*** Extracted entries Section Begins ***

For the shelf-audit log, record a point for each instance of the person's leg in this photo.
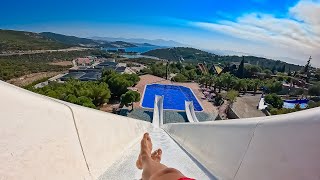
(150, 163)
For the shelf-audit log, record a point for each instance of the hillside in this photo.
(85, 42)
(179, 53)
(12, 41)
(21, 40)
(71, 40)
(195, 55)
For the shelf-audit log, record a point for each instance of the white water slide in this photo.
(191, 115)
(43, 138)
(157, 119)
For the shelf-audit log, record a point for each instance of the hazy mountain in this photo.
(156, 42)
(22, 40)
(196, 56)
(76, 41)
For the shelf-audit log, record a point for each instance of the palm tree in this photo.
(241, 85)
(227, 80)
(256, 84)
(219, 83)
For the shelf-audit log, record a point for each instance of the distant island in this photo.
(198, 56)
(11, 41)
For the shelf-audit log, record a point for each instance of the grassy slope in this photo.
(21, 40)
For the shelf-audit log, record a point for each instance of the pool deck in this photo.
(150, 79)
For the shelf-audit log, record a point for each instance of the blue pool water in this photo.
(290, 104)
(174, 97)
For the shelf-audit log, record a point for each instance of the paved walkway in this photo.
(173, 156)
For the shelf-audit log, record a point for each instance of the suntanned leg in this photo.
(150, 163)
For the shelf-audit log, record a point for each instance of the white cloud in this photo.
(298, 33)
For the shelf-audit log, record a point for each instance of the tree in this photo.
(119, 85)
(99, 93)
(274, 100)
(232, 96)
(274, 69)
(227, 80)
(134, 78)
(240, 71)
(289, 72)
(241, 85)
(251, 70)
(314, 90)
(129, 98)
(256, 84)
(283, 69)
(274, 86)
(219, 83)
(307, 66)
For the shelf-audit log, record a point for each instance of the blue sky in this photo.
(271, 28)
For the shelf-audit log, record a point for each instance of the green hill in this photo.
(11, 40)
(21, 40)
(76, 41)
(196, 56)
(70, 40)
(181, 53)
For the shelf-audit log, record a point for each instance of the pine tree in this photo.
(289, 72)
(240, 72)
(283, 68)
(274, 69)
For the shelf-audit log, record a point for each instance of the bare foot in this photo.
(156, 155)
(146, 148)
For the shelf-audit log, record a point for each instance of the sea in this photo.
(139, 49)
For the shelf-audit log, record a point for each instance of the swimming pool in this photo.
(290, 104)
(173, 97)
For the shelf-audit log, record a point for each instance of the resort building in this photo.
(84, 61)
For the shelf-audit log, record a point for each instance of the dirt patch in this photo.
(246, 106)
(28, 79)
(62, 63)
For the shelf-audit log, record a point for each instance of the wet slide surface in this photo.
(173, 156)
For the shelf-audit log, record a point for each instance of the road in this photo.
(44, 51)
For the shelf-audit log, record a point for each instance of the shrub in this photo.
(274, 100)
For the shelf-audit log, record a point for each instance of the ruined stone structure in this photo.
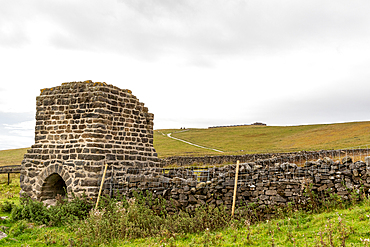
(80, 126)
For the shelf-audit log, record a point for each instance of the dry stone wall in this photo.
(79, 127)
(292, 157)
(262, 182)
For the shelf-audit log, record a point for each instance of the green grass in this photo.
(298, 228)
(12, 156)
(246, 139)
(264, 139)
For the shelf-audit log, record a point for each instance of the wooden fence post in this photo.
(235, 187)
(101, 185)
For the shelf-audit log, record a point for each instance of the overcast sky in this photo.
(194, 63)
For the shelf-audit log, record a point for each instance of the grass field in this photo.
(264, 139)
(246, 139)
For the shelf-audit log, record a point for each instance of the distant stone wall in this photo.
(259, 182)
(293, 157)
(79, 127)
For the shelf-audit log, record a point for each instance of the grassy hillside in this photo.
(246, 139)
(12, 156)
(264, 139)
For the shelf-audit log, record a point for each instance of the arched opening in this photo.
(53, 185)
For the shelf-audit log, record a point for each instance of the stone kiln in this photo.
(79, 127)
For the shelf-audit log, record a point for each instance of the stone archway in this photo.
(53, 185)
(53, 180)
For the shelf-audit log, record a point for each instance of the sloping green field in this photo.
(12, 156)
(246, 139)
(263, 139)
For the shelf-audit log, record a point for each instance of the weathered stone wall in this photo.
(79, 127)
(262, 182)
(292, 157)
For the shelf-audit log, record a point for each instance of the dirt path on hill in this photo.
(193, 144)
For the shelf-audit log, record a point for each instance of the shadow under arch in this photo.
(52, 186)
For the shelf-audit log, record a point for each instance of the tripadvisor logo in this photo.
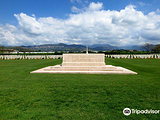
(126, 111)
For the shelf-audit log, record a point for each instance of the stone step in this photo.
(81, 69)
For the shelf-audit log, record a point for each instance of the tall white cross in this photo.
(86, 49)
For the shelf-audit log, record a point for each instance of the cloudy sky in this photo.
(87, 22)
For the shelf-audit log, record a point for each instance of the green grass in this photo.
(78, 96)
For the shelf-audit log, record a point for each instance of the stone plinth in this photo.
(86, 64)
(83, 60)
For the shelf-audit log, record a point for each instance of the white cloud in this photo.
(78, 1)
(95, 6)
(75, 9)
(92, 26)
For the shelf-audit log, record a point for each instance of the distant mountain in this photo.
(75, 47)
(102, 47)
(57, 47)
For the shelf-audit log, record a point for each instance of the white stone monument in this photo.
(84, 63)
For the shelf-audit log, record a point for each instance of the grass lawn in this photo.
(78, 96)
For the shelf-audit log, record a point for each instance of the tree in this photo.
(2, 48)
(147, 47)
(156, 49)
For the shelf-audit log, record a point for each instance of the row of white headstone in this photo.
(129, 56)
(8, 57)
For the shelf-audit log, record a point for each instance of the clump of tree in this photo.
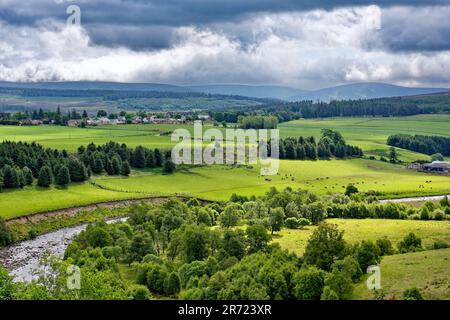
(331, 144)
(22, 163)
(431, 145)
(258, 122)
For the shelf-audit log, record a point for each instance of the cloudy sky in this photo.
(300, 43)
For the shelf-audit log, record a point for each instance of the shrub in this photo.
(385, 246)
(292, 223)
(412, 294)
(329, 294)
(6, 236)
(308, 284)
(350, 267)
(156, 277)
(172, 285)
(440, 245)
(367, 254)
(139, 292)
(410, 243)
(45, 177)
(438, 214)
(324, 246)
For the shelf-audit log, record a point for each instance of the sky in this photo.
(306, 44)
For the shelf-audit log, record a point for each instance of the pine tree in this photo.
(138, 158)
(109, 168)
(125, 170)
(45, 177)
(77, 170)
(28, 176)
(151, 163)
(158, 158)
(10, 180)
(63, 176)
(97, 166)
(169, 166)
(116, 165)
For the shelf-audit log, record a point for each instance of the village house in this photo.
(437, 166)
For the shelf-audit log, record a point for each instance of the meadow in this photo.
(369, 229)
(33, 200)
(220, 182)
(321, 177)
(368, 133)
(427, 270)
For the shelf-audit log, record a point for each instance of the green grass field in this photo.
(368, 133)
(34, 200)
(220, 182)
(371, 133)
(369, 229)
(428, 271)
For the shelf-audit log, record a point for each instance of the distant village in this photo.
(75, 119)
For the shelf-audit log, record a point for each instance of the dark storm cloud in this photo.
(149, 24)
(407, 29)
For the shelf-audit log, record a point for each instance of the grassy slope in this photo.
(427, 270)
(368, 133)
(370, 229)
(34, 200)
(371, 133)
(220, 182)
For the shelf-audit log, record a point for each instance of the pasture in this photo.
(427, 270)
(220, 182)
(369, 229)
(368, 133)
(321, 177)
(33, 200)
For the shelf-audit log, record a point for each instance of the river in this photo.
(22, 258)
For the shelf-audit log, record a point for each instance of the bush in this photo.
(350, 267)
(309, 284)
(63, 176)
(172, 285)
(438, 215)
(139, 292)
(325, 245)
(45, 177)
(412, 294)
(385, 246)
(410, 243)
(156, 277)
(329, 294)
(367, 254)
(6, 236)
(440, 245)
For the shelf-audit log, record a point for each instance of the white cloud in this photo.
(312, 49)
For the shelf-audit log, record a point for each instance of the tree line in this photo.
(174, 252)
(380, 107)
(23, 163)
(424, 144)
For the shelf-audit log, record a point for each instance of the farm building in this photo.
(437, 166)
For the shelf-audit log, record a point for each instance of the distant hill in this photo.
(274, 92)
(94, 85)
(363, 91)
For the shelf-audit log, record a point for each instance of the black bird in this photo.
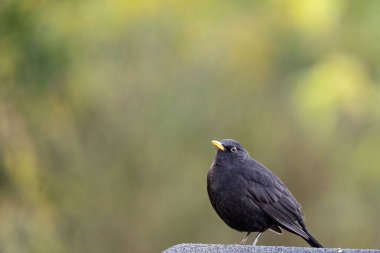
(249, 197)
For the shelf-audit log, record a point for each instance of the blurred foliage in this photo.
(107, 109)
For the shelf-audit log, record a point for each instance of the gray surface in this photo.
(236, 248)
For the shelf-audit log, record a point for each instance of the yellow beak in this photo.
(218, 145)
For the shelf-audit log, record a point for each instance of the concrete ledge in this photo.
(236, 248)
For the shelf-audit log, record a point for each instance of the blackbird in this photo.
(249, 197)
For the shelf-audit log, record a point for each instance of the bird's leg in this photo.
(245, 238)
(256, 239)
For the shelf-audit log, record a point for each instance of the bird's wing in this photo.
(268, 193)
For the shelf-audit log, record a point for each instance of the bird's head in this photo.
(229, 151)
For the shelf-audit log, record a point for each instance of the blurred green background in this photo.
(107, 109)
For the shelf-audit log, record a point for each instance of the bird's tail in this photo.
(312, 241)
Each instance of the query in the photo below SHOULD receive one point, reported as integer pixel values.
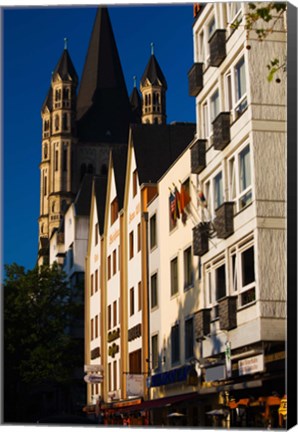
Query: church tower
(153, 88)
(58, 139)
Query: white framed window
(210, 110)
(243, 279)
(215, 285)
(236, 89)
(240, 178)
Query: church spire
(102, 105)
(153, 88)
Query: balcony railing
(221, 131)
(217, 45)
(198, 156)
(195, 79)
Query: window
(114, 262)
(134, 183)
(235, 89)
(174, 276)
(189, 339)
(131, 245)
(152, 231)
(139, 237)
(109, 267)
(96, 233)
(240, 188)
(92, 284)
(92, 329)
(96, 326)
(243, 273)
(218, 190)
(188, 269)
(96, 280)
(115, 313)
(140, 296)
(220, 281)
(115, 374)
(132, 301)
(109, 317)
(114, 210)
(154, 299)
(175, 344)
(154, 351)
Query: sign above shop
(251, 365)
(93, 368)
(93, 378)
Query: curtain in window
(245, 175)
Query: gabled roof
(65, 68)
(103, 110)
(136, 106)
(153, 73)
(158, 146)
(100, 190)
(83, 197)
(119, 156)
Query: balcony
(227, 307)
(221, 131)
(202, 323)
(200, 238)
(217, 46)
(195, 79)
(198, 156)
(224, 220)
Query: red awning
(158, 403)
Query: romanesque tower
(153, 88)
(58, 131)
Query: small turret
(153, 88)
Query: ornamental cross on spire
(152, 48)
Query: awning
(158, 403)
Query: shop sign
(251, 365)
(93, 378)
(215, 373)
(283, 406)
(93, 368)
(135, 385)
(170, 377)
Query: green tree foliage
(262, 18)
(39, 313)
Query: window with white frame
(215, 285)
(210, 110)
(243, 280)
(234, 15)
(235, 89)
(240, 185)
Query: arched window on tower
(83, 170)
(65, 122)
(57, 122)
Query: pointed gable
(103, 109)
(65, 68)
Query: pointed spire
(103, 102)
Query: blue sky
(33, 41)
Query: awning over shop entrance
(158, 403)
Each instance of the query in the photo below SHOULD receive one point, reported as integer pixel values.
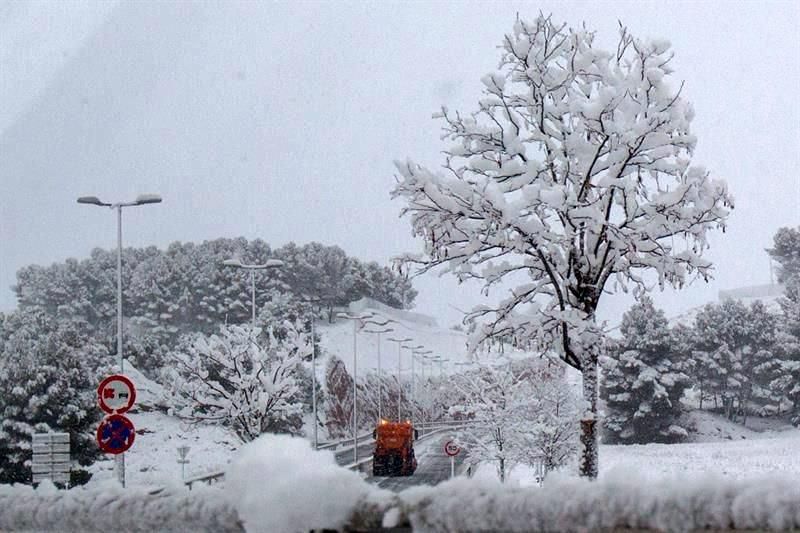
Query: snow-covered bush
(241, 379)
(110, 507)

*** Extracted entries Section Ends ***

• **How to complete this task**: Copy exactly, leaving out pictures, the lines from the line containing "Query: awning over shop entrance" through the last line of the records.

• **Solution to the problem**:
Query: awning over shop entrance
(158, 403)
Each instance of the query in the photo below SHOULD receive one point, reported as integer pixel values.
Query: snow-covered bush
(241, 379)
(110, 507)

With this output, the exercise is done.